Page text:
┄┄┄┄┄┄

The Hamill House Museum now include the Diversity In the Time of Silver exhibit. The exhibit commemorates those who traveled across the country to the West in search of freedom, a better life, and adventure. These pioneering individuals and families who build and resided in Georgetown consists of a diverse mix of cultures, races, and ethnicities. Each group was a testament to the tenacity of the human spirit and the ability to overcome adversity. They also serve as an example of living in the environment of a new frontier. Visitors at the museum can hear the fascinating tales of some of the early settlers, such as Mrs. Clara Brown and John Touk.

┄┄┄┄┄┄

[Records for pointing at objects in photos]

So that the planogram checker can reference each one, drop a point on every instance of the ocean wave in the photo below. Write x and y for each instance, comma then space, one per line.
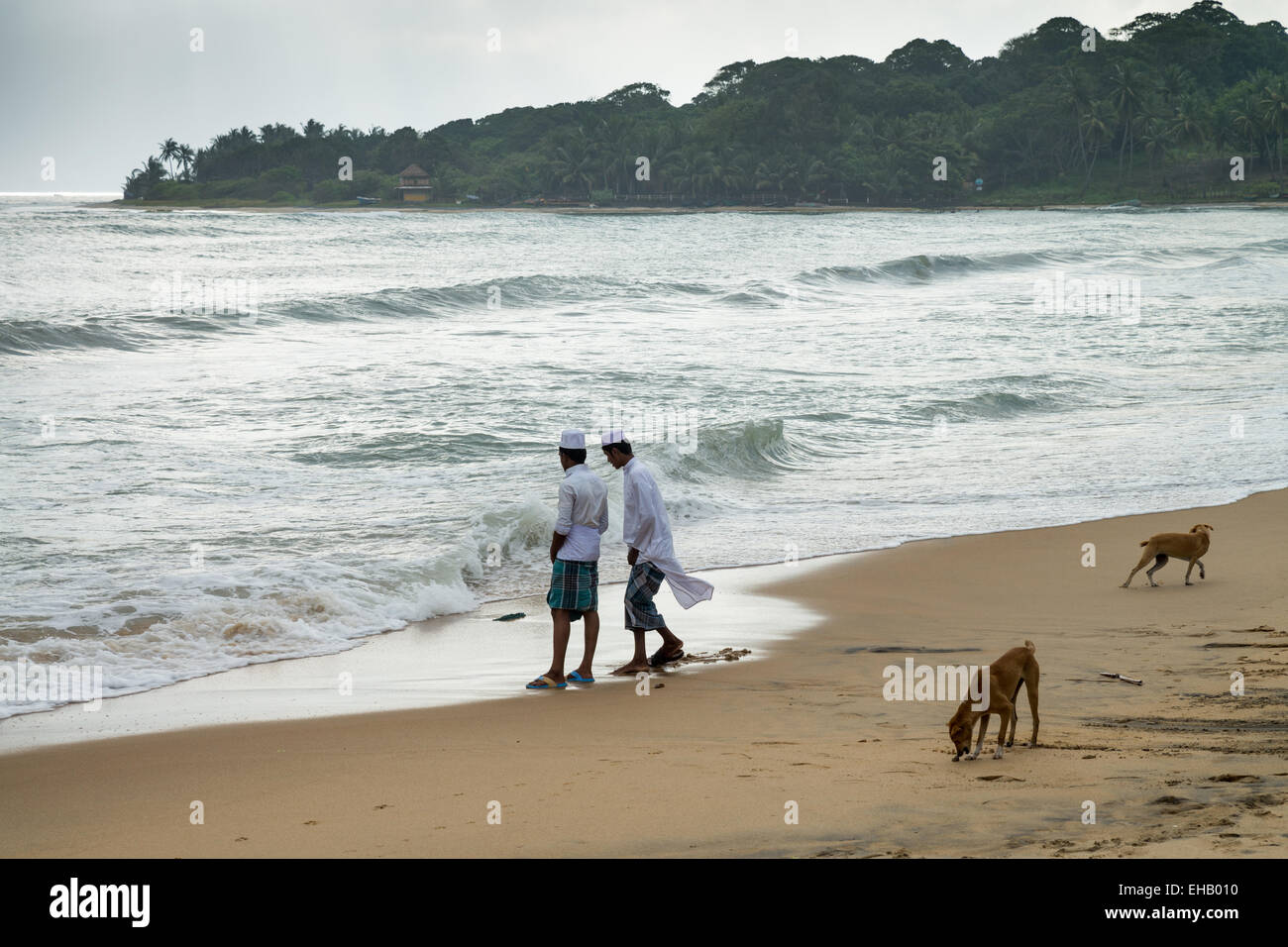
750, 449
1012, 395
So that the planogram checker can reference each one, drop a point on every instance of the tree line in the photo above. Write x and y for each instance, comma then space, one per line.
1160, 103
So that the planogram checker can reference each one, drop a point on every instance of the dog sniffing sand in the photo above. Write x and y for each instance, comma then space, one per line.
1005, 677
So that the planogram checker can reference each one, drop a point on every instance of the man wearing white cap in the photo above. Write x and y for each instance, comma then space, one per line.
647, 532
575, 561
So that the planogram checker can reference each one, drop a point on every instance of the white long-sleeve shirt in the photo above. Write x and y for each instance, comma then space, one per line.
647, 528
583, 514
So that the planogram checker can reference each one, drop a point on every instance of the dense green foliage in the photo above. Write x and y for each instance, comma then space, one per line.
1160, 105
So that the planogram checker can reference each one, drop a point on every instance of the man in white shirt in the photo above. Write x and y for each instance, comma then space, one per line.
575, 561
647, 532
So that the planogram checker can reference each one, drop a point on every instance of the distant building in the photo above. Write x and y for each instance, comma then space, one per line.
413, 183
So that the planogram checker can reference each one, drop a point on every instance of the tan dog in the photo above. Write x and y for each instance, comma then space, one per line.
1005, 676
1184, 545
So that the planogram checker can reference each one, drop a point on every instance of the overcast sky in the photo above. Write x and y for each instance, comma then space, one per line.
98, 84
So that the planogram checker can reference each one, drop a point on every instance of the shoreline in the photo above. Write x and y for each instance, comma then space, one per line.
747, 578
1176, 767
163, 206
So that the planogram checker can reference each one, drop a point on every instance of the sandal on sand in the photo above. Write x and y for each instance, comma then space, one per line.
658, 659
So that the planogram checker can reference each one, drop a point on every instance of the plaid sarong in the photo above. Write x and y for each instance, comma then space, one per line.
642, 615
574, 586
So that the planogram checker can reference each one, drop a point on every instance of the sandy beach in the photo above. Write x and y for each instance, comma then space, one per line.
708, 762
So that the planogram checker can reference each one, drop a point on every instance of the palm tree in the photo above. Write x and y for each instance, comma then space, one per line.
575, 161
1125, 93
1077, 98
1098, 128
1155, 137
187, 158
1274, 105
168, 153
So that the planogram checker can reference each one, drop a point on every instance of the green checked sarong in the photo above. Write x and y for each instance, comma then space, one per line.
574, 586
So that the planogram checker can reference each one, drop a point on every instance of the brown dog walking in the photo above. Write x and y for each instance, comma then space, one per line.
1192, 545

┄┄┄┄┄┄

Problem set:
**A.** How many lines of the rows contain the word "white"? Give only the number.
**B.** Continue the passage about the Hamill House Museum exhibit, picking up after its last sentence.

The answers:
**A.** 3

**B.**
In 1966, the towns of Silver Plume and Georgetown, as well as the Loop valley in between them and the surrounding mountains were designated as the Georgetown Silver Plume National Historic Landmark District by the National Park Service. The area was recognized for its well-preserved and unique representation of the Rocky Mountain Mining Boom of the nineteenth century. The town of Georgetown celebrated its recognition. Within the following two years, however, newcomers to the area interested in its preservation realized the federal designation wouldn’t be enough on its own to protect Georgetown’s historic resources from being overwhelmed by development and expansion or removed.

Cynthia Wadsworth, John Calhoun, and Ron Neely proposed the idea in 1969 of establishing a historical society to business owners Wally Baehler, Bob Gibbs, and Bob Bolander. On May 7th of 1970, the Georgetown Society was founded, which was later named the Georgetown Historical Society and now is known as Historic Georgetown, Inc. And so the journey of the historical society began. From its beginnings, Historic Georgetown, Inc. has been both a traditional historical society and a preservation agency.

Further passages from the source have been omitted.